TRY IT. Report every line of the records that includes the word "blonde".

------ RECORDED INFORMATION

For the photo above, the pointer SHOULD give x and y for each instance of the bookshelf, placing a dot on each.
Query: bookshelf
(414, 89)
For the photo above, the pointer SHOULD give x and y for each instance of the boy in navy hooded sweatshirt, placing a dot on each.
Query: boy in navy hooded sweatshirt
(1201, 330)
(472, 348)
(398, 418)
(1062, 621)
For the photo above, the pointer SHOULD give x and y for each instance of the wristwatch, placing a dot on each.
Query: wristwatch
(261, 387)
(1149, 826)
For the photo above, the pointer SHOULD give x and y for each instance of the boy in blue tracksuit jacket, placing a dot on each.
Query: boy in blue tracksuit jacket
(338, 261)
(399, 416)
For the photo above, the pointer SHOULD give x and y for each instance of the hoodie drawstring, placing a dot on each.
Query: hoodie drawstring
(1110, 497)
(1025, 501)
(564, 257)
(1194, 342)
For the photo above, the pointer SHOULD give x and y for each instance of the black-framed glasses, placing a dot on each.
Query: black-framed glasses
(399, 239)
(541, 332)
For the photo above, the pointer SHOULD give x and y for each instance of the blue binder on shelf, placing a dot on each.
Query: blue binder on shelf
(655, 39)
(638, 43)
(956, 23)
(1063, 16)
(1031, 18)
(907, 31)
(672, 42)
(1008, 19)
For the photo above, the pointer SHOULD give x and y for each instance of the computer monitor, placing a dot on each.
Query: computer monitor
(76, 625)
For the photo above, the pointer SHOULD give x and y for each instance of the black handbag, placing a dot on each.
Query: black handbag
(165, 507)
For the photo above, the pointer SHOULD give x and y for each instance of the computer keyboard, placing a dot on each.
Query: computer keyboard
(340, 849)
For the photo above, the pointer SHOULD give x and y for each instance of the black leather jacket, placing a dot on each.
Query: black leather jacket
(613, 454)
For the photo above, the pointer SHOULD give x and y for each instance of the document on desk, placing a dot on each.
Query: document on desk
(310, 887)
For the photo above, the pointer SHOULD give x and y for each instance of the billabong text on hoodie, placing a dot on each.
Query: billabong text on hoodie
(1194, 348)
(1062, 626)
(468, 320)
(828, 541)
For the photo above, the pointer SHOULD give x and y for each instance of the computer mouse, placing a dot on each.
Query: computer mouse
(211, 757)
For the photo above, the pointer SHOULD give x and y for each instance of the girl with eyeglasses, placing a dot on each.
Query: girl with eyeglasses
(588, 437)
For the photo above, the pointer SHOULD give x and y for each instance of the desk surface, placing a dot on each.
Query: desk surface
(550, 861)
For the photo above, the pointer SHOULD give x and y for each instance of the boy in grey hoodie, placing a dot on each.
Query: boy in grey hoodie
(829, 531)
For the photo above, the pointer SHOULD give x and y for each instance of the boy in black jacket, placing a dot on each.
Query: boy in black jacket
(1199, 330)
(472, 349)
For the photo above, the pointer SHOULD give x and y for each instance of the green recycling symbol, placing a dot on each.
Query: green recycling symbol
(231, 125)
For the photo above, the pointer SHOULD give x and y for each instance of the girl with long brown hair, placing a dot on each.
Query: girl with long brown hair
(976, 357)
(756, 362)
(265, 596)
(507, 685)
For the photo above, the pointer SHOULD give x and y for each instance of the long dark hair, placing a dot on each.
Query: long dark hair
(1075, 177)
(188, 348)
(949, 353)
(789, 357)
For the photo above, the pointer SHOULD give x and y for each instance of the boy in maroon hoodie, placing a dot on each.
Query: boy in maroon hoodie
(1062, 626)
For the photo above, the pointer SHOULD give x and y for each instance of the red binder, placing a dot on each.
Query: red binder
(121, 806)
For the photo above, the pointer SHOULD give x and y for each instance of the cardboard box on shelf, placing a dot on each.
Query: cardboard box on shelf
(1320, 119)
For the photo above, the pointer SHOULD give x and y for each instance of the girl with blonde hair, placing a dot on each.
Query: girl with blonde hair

------------

OUTPUT OF THE EXERCISE.
For the photo above, the pointer SHOULD give x and y for each instance of the girl with blonde hair, placing a dot on each.
Query: girl with blonde hair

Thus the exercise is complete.